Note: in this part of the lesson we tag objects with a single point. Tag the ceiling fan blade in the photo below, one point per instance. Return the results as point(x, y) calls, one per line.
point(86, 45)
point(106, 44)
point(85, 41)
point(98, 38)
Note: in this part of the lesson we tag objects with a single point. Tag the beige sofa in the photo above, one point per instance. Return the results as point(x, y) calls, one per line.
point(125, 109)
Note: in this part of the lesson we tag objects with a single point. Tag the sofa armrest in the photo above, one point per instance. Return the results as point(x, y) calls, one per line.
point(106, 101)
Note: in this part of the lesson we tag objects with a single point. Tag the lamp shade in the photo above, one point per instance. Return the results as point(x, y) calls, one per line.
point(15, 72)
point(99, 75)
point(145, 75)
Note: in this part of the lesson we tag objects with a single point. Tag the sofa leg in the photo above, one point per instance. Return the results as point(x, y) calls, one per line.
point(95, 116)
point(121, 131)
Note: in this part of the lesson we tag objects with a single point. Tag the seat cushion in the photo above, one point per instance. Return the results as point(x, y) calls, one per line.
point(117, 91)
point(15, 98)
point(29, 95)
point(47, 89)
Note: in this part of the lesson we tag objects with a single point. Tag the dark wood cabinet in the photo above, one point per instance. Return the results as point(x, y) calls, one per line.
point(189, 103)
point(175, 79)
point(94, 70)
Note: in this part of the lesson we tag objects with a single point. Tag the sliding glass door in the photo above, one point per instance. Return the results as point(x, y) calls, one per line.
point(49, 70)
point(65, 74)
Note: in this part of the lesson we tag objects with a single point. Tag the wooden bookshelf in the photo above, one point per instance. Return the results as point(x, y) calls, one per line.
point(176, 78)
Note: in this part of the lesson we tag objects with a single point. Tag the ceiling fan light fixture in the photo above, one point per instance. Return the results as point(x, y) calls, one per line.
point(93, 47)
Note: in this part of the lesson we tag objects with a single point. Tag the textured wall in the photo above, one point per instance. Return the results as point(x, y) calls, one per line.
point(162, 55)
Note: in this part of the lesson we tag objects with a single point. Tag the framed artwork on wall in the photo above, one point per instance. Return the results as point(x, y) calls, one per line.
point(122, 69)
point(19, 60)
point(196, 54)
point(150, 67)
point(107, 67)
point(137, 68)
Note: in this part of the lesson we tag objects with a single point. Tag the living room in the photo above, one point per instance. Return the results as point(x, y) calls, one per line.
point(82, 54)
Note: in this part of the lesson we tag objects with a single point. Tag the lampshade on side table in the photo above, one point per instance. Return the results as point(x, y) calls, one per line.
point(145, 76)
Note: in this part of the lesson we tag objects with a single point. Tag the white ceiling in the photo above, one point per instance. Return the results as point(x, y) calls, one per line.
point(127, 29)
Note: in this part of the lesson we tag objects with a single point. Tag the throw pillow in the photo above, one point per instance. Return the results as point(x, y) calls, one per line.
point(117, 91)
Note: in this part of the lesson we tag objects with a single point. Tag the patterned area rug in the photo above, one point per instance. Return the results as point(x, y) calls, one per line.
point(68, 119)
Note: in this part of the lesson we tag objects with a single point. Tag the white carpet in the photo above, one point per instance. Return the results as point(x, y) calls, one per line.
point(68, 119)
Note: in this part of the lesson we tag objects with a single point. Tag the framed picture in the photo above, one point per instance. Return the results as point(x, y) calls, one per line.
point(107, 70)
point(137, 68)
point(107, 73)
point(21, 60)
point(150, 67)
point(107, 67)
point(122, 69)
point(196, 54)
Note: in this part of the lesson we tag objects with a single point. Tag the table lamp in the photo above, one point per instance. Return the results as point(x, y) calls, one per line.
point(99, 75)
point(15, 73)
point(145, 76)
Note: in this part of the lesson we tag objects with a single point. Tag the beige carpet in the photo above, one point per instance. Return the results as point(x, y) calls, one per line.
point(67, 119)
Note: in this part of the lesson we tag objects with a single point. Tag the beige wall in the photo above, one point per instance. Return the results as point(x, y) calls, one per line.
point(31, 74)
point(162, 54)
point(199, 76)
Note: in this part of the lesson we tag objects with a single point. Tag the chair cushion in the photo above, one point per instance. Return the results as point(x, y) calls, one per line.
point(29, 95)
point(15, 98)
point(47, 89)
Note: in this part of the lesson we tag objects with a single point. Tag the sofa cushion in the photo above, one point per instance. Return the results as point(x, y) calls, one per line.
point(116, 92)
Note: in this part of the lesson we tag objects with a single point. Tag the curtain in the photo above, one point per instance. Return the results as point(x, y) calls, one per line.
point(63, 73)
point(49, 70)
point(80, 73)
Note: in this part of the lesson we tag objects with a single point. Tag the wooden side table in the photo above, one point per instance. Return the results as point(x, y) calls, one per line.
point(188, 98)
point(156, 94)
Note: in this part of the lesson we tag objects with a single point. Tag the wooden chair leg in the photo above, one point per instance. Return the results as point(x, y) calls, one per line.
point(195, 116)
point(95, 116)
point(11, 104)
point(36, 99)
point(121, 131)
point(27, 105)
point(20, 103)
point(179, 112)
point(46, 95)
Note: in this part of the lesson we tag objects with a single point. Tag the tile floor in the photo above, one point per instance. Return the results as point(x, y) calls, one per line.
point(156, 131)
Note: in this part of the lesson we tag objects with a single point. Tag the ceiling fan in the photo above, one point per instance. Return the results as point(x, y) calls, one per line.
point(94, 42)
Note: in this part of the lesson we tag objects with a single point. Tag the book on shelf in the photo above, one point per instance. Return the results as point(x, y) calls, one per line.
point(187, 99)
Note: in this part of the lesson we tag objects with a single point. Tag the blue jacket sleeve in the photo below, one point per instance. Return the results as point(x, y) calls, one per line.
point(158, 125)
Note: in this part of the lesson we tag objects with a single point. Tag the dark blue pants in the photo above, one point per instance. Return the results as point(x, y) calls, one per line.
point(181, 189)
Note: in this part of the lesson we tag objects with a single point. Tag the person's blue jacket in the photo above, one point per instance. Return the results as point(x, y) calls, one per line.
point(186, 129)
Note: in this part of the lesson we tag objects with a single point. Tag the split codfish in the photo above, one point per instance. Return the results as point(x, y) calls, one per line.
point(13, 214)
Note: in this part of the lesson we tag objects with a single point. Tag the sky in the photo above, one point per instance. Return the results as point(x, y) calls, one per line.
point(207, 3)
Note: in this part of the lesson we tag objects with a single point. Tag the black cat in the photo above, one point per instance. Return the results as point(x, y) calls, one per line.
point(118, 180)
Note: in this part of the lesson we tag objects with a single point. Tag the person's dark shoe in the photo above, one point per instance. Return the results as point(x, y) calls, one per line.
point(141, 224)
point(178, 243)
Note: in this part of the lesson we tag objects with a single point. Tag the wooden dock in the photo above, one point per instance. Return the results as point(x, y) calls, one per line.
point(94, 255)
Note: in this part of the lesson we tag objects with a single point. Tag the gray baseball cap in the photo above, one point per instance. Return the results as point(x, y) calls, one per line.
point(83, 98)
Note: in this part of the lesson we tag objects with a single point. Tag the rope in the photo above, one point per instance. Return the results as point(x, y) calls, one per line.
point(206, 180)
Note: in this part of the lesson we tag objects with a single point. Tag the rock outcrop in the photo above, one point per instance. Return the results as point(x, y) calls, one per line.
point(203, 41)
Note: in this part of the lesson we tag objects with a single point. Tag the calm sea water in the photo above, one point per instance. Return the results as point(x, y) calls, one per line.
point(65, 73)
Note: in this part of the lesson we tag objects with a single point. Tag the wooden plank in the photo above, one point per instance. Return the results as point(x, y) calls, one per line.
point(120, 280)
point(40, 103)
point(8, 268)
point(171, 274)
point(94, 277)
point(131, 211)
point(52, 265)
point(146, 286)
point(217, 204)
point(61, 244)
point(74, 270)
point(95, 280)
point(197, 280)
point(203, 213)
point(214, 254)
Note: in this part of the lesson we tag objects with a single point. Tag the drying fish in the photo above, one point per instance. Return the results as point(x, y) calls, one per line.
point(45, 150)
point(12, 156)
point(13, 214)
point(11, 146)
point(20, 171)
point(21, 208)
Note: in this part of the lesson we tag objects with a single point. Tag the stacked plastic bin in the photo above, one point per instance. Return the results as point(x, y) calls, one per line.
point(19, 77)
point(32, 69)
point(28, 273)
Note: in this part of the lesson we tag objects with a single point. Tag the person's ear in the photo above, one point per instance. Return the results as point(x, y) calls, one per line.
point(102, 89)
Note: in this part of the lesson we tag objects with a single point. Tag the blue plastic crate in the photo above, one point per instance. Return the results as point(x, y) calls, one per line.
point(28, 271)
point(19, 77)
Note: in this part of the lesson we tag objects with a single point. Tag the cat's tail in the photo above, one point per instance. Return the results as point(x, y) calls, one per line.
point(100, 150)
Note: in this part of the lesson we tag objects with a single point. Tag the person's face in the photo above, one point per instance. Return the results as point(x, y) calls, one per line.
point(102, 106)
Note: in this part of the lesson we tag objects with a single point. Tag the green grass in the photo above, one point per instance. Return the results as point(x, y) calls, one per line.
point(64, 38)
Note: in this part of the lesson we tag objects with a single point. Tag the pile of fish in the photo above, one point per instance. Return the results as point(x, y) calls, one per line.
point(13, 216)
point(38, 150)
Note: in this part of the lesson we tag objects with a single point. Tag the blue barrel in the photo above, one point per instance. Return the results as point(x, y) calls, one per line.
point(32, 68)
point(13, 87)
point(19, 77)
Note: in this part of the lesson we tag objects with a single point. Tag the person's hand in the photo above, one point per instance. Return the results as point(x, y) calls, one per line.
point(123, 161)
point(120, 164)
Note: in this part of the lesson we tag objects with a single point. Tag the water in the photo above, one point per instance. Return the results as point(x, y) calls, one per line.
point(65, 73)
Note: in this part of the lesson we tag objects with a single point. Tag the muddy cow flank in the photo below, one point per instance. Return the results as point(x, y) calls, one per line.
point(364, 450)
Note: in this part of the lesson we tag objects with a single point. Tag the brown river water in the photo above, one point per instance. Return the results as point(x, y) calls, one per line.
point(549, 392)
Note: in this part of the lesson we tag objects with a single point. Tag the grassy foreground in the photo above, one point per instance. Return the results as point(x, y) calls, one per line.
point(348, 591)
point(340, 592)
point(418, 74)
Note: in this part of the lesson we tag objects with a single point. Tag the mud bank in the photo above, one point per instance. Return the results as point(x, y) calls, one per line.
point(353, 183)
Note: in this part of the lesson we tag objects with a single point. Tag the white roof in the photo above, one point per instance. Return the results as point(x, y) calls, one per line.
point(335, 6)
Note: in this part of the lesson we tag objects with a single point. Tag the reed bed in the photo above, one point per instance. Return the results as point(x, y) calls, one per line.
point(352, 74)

- **WRITTEN REQUEST**
Please rewrite the lines from the line with "Tag the book" to the line with "point(83, 98)", swapping "lesson" for "exercise" and leaving everything else unchanged.

- **RESPONSE BELOW**
Note: in this part of the exercise we tag objects with a single point. Tag the book on shelf in the photo above, one point per instance. Return the results as point(x, y) calls, one per line.
point(187, 99)
Note: in this part of the exercise we tag objects with a single point. Tag the blue jacket sleeve in the photo below, one point per instance. Return the results as point(x, y) calls, one per line.
point(158, 125)
Note: in this part of the exercise we tag objects with a single point. Tag the dark blue pants in the photo above, one point per instance. Return the results as point(x, y) calls, one per line.
point(181, 189)
Note: in this part of the exercise we tag objects with a single point. Tag the person's blue jacket in the photo above, one point per instance. Return the results as point(x, y) calls, one per line.
point(186, 129)
Note: in this part of the exercise we tag objects with a single point. Tag the split codfish in the photo above, one point per instance. Return the results as point(x, y) calls, one per line.
point(13, 214)
Note: in this part of the exercise we tag objects with a single point. Tag the sky in the photo above, one point per instance. Return the results as point(x, y) calls, one per line.
point(207, 3)
Note: in this part of the exercise we tag objects with a single point. Tag the black cat in the photo above, one point per instance. Return the results as point(x, y) calls, one per line.
point(118, 180)
Note: in this part of the exercise we tag objects with a single point. Tag the person's dark shoe in the photo above, one point per instance. Return the results as point(x, y) calls, one per line.
point(141, 224)
point(178, 243)
Note: in this part of the exercise we tag objects with a single point. Tag the wooden dock in the photo above, one point per instance. Return the results as point(x, y) calls, one per line.
point(94, 255)
Note: in this part of the exercise we tag objects with a single point. Tag the gray baseball cap in the photo above, one point per instance. Return the results as point(x, y) calls, one per line.
point(83, 98)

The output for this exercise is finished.